[Zadanie do wykonania] Przepisz fragment, który otwiera się pierwszym wierszem danych i zamyka wierszem zawierającym "[(290, 94), (352, 46)]", łącznie z poleceniami. W odpowiedziach zwiększ każdą współrzędną o 109, a resztę tekstu zostaw bez zmian.

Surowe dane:
========
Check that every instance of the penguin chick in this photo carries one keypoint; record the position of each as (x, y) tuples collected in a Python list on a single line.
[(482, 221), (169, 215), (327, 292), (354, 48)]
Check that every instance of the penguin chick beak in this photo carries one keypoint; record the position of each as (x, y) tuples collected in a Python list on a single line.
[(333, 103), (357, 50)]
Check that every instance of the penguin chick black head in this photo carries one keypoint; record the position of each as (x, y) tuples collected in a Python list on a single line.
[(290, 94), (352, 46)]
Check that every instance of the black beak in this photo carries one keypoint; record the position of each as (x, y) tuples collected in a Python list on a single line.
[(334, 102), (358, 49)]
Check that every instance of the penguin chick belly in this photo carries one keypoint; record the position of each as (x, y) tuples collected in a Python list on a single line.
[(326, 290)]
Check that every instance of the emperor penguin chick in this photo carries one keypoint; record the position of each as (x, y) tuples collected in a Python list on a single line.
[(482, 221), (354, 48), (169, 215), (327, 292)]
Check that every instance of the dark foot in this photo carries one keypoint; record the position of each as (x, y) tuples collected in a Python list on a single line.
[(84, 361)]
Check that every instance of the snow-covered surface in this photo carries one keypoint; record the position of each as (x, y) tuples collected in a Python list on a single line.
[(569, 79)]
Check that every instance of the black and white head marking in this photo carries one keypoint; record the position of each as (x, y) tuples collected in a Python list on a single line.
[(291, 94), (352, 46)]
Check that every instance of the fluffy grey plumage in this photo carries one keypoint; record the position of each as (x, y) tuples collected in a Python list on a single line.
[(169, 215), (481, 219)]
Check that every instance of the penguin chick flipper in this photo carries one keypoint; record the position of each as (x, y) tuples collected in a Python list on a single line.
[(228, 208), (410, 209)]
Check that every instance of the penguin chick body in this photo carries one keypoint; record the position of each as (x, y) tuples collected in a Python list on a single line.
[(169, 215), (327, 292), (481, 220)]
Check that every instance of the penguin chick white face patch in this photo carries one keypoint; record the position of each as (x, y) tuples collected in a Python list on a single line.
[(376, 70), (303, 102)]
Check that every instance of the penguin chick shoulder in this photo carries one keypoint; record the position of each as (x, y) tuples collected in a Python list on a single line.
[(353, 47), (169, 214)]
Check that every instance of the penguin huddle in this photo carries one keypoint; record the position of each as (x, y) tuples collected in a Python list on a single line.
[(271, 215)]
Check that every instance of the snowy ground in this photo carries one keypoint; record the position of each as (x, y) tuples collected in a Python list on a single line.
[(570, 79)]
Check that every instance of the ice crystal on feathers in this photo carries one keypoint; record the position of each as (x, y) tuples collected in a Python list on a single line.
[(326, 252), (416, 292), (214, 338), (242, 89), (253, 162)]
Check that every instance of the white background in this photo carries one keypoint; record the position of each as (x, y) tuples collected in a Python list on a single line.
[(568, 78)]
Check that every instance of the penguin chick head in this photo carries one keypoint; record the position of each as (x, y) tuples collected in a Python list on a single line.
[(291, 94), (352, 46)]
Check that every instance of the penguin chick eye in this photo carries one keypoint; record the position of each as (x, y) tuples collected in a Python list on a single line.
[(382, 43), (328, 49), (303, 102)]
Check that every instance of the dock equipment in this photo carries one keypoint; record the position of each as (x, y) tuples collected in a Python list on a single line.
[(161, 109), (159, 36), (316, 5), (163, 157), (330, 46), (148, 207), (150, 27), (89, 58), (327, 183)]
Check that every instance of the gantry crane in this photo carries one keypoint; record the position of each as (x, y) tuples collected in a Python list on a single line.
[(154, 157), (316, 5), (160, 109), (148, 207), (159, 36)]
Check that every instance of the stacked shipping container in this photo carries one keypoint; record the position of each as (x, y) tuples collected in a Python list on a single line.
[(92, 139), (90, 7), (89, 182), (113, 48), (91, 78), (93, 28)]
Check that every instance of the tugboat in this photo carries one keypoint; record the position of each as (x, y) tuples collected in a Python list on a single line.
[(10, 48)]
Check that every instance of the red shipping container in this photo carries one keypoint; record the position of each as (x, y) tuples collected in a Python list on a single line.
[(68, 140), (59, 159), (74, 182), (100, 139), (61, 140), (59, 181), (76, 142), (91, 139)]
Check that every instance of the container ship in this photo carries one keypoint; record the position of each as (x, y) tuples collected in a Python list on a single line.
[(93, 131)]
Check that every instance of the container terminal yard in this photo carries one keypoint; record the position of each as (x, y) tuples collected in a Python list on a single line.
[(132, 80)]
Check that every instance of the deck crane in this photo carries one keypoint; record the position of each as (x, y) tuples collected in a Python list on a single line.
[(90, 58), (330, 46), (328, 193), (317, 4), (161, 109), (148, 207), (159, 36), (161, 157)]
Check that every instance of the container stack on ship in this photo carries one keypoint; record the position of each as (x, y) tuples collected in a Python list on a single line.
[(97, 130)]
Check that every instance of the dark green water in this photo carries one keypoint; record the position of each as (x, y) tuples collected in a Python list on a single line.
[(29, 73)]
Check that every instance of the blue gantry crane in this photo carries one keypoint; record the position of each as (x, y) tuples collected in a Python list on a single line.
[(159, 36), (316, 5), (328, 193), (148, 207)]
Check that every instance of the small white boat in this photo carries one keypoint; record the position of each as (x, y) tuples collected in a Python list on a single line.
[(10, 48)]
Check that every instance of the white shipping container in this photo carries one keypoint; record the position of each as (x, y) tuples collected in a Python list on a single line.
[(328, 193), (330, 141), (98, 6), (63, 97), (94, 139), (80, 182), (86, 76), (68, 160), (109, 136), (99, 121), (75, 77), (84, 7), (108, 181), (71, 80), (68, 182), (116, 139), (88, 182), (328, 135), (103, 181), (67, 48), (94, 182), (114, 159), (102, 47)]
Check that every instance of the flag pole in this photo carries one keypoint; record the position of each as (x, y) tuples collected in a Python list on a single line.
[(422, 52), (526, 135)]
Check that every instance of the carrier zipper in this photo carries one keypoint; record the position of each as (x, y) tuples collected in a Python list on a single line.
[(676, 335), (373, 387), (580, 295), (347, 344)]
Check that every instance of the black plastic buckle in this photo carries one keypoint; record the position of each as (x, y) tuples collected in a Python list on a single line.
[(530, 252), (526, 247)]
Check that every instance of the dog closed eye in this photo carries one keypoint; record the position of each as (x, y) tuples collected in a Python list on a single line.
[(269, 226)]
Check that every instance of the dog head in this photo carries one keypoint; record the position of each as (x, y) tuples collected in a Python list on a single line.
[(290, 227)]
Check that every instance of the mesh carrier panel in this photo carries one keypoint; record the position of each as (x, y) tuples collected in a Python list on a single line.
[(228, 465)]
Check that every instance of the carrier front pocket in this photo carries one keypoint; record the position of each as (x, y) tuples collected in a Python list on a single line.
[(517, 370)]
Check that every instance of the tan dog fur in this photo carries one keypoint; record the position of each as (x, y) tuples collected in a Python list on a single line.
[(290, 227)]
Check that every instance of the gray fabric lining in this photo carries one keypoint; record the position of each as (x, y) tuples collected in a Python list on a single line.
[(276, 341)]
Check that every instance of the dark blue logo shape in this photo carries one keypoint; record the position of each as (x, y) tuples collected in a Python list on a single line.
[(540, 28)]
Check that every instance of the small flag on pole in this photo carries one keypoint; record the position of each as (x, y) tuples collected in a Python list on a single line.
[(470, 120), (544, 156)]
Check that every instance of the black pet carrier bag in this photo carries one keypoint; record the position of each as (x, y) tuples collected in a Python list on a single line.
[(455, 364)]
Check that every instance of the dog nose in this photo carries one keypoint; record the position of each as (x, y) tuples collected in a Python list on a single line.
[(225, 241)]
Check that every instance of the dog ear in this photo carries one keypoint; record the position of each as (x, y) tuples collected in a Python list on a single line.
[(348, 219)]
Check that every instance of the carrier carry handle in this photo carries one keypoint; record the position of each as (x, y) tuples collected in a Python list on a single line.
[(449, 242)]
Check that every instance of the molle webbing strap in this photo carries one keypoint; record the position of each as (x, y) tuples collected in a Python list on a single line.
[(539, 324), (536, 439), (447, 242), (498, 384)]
========
[Wynik ćwiczenia]
Check that every instance of the penguin chick in this photo carries one keypoint; record the position of each as (x, y) tuples collected in a Python list on a single line.
[(591, 330), (278, 324), (436, 401), (463, 157)]
Check that every instance of the penguin chick beak in this photo carries one keypoint; record the position of each as (x, y) tuples collected in a Python list on a single line.
[(442, 212), (466, 159)]
Check that every instance of the penguin chick black head in this photo carries one keypoint; record the position of each as (x, y) tuples collected in a Python list on a single line.
[(399, 203), (461, 155)]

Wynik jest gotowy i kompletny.